Written exercise: Pick up the project description on learning environmental assumptions with natural language processing, below, and keep writing from its last sentence.

Excerpt provided:

Learning Environmental Assumptions via Natural Language Processing (NLP)

What went wrong in Ariane 5 rocket’s launch? A software error, but not a bug in the source code implementation, rather a flawed environmental assumption: The assumed maximum horizontal velocity based on the previous system (Ariane 4) did not hold for Ariane 5. As a result, an overflow error occurred and both the primary and backup guidance components failed. Unfortunately, the Ariane 5 accident was only one of the many system failures arising from missing or invalid environmental assumptions. This Protégé research project is aimed at using natural language processing (NLP) techniques and artificial intelligence to learn environmental assumptions from online human knowledge sources (e.g., Wikipedia), and further use these assumptions to carry out requirements-based testing activities in order to uncover defects and errors. The research will investigate NLP methods (e.g., dependency parsing) to discover linguistic constructs, and then use unsupervised learning and generative models to produce relevant and useful conditions about the environment in which a software-intensive system operates. The Protégé student will join a team of graduate students in the Software Engineering Research Lab to develop novel and scalable ways to improve software quality.

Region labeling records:
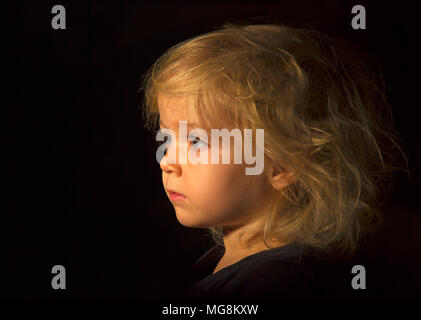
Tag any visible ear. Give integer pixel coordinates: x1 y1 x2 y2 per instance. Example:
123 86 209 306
270 166 296 190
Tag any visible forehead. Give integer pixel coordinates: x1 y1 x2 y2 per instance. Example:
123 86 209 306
158 95 199 126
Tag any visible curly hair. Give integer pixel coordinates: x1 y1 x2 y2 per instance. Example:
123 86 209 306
141 24 407 256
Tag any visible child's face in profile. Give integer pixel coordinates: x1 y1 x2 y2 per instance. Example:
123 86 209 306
158 96 268 228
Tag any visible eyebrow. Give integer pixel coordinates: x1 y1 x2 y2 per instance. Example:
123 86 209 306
159 120 198 128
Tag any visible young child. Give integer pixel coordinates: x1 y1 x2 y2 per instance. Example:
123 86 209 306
139 24 406 298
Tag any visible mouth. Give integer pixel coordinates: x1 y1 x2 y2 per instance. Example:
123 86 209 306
167 189 187 201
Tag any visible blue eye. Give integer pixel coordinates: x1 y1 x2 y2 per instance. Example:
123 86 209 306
189 135 208 149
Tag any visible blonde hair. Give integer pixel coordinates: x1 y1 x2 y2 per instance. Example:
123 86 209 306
141 24 407 256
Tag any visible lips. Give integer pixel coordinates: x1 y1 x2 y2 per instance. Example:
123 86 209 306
167 189 187 201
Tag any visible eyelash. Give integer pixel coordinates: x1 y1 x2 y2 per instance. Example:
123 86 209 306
159 135 208 151
189 135 208 148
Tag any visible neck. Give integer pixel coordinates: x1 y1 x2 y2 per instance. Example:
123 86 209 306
223 215 282 257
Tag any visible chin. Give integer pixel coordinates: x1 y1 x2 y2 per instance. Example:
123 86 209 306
175 210 211 229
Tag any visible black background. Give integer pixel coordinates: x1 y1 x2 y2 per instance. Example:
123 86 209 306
1 0 421 299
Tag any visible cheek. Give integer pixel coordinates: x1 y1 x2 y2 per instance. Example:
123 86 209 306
189 165 250 209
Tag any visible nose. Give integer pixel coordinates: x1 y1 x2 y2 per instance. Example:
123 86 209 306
159 143 182 176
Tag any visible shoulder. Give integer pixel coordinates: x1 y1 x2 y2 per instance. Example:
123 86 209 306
187 246 316 298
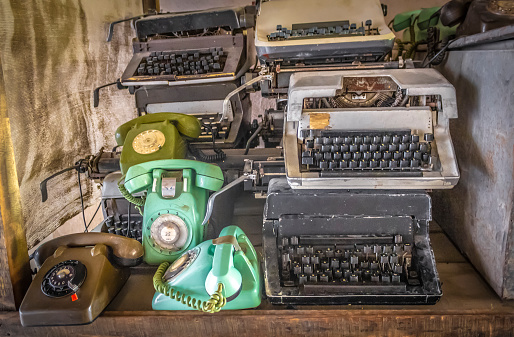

The output:
Rocket launch

On June 4, 1996 an unmanned Ariane 5 rocket launched by the European Space Agency exploded just forty seconds after its lift-off from Kourou, French Guiana. Image source: Hackaday

Director

Headshot of Nan Niu

Nan Niu

Associate Professor, CEAS - Computing Sciences & Informatics

832 Rhodes Hall

513-556-0051

My current research interests focus on the information seeking strategies that developers use in software engineering. I take an ecological-evolutionary, foraging-theoretic approach to understanding and improving developers' search for relevant information in their daily activities, such as debugging, refactoring, and reuse. My research group investigates how the task environment and the information environment re-shape developers' behaviors, or more accurately, how the developers' behaviors and their environments co-evolve, each shaping the other in important ways. My CAREER project (see http://ceas.uc.edu/news-1415/niu-receives-nsf-career-award.html) links software developers' rational behaviors together with their social information foraging, learning, and co-creation.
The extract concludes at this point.